§ Your goal
From the data below, return each line in which the string "uniform" is found.

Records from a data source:
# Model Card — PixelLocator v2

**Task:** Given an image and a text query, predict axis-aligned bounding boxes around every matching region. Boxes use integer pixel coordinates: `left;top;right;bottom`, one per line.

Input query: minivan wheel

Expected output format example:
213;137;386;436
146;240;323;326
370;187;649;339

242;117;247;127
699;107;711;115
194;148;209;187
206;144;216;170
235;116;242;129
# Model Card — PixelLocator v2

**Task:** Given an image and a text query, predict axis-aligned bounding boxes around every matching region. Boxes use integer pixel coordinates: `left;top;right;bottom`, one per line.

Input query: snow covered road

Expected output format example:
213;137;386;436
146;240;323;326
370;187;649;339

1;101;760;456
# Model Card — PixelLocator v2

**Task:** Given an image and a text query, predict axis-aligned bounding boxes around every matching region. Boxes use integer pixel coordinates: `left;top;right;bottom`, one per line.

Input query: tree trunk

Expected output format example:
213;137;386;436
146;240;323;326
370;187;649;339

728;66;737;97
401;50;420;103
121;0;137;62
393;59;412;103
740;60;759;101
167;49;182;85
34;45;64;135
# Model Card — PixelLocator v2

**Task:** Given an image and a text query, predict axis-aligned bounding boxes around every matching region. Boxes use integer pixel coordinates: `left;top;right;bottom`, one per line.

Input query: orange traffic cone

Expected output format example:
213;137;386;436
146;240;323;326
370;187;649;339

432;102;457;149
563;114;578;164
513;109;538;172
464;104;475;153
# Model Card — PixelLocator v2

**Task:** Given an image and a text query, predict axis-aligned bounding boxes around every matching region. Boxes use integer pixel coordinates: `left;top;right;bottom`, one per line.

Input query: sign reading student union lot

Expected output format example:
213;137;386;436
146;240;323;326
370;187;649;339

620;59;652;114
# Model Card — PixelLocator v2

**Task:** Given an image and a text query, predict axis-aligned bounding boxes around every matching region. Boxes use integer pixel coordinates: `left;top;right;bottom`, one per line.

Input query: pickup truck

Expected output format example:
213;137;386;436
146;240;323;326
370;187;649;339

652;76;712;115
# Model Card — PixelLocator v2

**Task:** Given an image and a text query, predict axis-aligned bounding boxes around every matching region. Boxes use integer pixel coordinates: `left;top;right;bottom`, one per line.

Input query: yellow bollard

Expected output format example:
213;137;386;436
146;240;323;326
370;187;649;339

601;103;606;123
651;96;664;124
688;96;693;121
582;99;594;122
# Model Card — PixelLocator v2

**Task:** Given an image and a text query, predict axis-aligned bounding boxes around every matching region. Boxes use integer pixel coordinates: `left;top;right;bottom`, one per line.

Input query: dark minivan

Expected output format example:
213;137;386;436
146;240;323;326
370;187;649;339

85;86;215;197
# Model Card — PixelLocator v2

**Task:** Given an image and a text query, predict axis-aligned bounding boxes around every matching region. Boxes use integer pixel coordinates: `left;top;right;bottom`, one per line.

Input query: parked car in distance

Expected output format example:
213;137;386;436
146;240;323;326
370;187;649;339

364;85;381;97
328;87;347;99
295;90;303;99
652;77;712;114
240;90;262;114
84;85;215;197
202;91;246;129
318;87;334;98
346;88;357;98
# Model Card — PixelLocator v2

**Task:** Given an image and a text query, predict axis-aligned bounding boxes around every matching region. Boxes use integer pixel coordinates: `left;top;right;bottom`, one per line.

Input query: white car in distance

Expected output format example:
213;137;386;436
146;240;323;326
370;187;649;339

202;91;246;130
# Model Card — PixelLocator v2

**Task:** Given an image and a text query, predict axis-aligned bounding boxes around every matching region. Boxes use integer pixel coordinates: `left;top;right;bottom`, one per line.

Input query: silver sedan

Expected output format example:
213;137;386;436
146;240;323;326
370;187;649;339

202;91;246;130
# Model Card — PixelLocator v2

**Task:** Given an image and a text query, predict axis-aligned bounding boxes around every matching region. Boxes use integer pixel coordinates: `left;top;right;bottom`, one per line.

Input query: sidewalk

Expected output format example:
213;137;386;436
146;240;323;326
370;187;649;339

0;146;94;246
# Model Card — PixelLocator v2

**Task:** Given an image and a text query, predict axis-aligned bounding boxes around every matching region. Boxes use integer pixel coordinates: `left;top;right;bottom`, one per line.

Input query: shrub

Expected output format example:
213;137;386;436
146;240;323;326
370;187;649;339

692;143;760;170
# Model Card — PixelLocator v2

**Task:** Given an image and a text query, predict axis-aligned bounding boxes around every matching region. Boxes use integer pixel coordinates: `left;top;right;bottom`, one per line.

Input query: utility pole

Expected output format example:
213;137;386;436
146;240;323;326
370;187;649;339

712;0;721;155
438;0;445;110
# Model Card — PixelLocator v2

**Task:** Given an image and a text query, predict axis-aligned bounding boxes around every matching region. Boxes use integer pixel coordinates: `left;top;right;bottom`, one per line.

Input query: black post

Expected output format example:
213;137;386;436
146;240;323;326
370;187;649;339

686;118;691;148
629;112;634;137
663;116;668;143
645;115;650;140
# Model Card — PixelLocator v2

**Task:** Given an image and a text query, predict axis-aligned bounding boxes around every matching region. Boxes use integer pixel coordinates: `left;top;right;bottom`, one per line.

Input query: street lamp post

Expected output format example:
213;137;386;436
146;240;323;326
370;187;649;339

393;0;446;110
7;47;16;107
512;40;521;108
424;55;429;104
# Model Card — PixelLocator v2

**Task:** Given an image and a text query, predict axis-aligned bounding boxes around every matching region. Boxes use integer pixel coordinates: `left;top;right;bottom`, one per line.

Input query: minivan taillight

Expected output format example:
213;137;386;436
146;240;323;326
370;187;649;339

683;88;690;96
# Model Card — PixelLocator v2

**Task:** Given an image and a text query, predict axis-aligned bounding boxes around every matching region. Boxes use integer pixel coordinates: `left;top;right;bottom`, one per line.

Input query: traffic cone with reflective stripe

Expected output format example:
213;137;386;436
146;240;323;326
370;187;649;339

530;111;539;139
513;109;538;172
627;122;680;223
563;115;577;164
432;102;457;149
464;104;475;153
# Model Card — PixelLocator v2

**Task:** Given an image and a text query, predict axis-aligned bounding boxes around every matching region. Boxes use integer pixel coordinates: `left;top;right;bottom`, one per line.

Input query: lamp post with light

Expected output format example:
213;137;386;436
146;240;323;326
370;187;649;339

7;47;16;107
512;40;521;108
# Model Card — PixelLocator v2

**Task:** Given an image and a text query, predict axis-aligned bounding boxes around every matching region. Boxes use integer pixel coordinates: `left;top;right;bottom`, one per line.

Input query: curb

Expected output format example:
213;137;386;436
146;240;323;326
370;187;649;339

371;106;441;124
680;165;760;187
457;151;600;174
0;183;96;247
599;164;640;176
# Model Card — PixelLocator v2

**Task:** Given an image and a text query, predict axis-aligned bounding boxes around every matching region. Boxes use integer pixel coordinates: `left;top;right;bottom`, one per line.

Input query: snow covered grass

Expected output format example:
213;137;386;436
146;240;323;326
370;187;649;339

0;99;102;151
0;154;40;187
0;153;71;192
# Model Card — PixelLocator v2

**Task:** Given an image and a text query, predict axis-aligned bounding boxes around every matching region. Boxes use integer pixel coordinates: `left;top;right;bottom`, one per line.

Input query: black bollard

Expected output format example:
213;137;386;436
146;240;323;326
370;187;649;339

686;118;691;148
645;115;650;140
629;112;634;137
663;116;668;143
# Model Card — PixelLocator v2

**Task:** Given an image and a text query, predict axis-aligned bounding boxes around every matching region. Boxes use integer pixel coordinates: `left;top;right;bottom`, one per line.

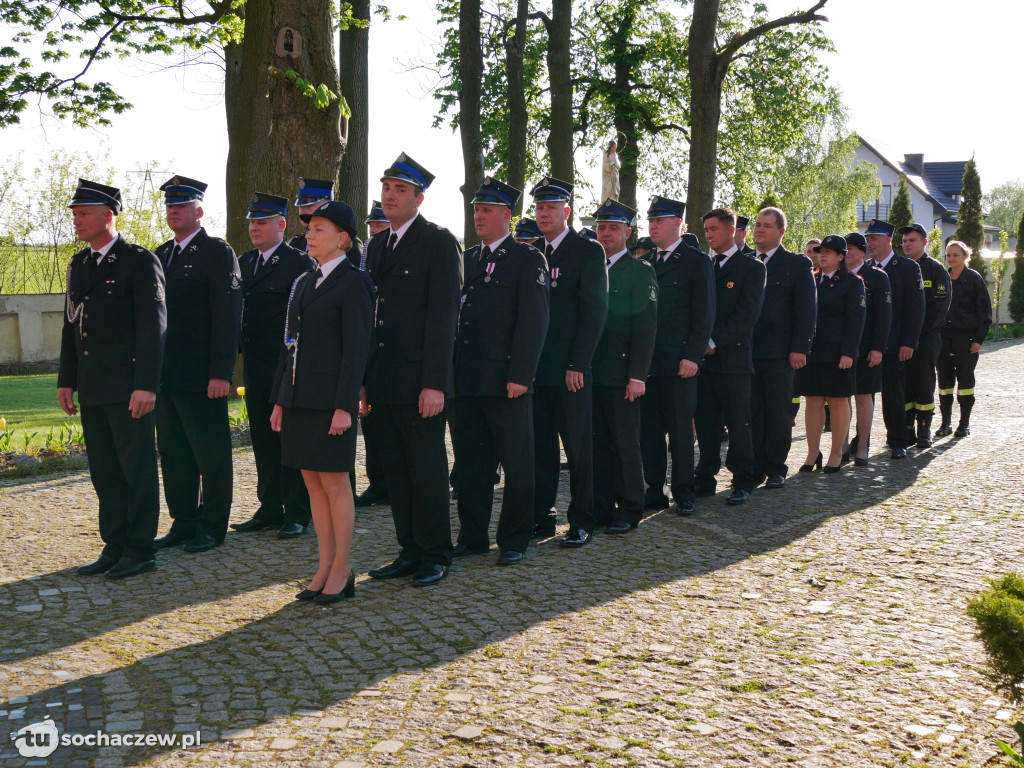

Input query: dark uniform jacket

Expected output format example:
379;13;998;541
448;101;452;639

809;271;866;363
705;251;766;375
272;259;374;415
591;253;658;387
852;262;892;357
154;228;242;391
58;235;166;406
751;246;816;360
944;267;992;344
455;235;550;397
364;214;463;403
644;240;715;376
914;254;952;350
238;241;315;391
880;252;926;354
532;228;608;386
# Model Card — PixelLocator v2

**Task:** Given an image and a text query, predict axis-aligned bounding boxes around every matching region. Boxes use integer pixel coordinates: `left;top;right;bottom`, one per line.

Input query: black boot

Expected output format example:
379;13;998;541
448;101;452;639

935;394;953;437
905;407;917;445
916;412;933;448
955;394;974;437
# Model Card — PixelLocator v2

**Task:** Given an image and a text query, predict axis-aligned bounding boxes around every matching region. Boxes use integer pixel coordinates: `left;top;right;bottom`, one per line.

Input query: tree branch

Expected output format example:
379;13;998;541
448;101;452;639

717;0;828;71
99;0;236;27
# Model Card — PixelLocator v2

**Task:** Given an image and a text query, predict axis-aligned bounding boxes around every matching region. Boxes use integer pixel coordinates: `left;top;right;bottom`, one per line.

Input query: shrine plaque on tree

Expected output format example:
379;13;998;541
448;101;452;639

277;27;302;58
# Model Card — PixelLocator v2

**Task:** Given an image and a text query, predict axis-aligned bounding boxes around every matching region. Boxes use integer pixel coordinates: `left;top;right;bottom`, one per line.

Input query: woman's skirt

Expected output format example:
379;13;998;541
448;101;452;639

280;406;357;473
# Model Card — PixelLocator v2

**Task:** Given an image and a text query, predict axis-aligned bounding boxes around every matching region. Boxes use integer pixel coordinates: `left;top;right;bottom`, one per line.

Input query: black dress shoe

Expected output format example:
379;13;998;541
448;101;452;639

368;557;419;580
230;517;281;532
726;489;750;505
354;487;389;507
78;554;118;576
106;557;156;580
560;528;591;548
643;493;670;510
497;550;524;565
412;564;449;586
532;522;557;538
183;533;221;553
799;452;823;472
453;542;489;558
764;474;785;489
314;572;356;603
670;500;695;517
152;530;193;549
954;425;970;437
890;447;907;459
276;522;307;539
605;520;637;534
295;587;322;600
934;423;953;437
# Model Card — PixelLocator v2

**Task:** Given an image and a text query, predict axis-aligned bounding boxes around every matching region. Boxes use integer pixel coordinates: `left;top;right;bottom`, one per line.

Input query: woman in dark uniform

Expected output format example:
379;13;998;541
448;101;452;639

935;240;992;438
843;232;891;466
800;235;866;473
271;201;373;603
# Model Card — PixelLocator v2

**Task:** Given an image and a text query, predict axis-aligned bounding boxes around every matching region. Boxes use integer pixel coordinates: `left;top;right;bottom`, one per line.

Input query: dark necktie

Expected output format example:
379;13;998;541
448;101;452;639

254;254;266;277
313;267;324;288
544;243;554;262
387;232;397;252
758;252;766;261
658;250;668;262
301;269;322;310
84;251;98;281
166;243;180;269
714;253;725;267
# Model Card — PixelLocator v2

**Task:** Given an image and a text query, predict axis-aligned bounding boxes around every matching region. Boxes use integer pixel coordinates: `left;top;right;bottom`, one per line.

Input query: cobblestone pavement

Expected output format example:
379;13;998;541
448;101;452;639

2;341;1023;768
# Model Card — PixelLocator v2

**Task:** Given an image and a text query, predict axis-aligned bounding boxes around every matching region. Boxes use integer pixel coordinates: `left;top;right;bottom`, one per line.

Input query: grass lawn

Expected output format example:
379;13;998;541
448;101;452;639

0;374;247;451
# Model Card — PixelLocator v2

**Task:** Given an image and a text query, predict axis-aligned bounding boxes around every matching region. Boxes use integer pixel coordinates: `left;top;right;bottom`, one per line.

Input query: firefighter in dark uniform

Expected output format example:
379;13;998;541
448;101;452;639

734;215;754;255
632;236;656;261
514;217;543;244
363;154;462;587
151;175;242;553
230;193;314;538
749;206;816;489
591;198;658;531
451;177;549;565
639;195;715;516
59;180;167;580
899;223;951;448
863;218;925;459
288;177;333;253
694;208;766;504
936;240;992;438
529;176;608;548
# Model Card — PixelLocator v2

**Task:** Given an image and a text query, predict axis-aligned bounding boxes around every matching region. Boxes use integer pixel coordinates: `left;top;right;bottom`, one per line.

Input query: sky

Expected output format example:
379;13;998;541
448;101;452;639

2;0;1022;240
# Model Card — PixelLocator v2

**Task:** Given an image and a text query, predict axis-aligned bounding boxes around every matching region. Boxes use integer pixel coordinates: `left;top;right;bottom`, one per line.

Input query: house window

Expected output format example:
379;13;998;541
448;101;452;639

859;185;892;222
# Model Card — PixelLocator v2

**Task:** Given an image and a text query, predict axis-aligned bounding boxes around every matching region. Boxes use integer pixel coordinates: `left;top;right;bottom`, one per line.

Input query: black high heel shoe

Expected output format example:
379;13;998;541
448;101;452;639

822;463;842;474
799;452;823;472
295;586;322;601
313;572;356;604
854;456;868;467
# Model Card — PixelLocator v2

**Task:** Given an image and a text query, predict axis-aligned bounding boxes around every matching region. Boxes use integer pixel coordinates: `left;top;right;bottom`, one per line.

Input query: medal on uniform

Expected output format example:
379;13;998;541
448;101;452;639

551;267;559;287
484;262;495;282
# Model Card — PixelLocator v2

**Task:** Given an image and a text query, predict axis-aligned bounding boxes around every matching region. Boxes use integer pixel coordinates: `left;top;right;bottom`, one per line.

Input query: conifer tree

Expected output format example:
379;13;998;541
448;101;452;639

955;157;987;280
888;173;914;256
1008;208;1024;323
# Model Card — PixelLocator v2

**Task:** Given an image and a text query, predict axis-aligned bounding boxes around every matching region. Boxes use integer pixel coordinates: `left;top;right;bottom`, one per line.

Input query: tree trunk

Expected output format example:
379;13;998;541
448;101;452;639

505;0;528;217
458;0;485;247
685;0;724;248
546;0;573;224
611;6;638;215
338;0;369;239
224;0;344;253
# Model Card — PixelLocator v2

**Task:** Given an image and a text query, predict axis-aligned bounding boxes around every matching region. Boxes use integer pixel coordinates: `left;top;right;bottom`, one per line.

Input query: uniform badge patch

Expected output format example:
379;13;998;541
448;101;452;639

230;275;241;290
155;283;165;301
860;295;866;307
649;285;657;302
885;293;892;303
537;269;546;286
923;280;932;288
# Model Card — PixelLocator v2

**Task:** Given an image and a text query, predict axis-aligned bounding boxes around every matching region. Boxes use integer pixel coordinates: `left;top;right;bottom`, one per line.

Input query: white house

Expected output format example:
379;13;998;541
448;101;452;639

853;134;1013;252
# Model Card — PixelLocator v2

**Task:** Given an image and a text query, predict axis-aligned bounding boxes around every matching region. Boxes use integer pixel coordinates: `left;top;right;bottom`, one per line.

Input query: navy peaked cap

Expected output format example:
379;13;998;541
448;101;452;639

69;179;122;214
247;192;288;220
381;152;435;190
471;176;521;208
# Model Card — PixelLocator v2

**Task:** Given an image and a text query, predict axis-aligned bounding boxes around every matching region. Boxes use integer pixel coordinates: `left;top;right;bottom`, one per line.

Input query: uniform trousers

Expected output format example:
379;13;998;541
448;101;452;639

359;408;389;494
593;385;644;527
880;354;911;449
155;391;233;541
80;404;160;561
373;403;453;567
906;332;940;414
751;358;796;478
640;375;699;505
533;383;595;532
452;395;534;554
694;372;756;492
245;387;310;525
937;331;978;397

§ Response box
Input query: dark uniform jacket
Input query: woman in dark uniform
Input query: firefighter in dark uniform
Input query: medal on uniform
Input query: uniform badge patch
Input query: uniform trousers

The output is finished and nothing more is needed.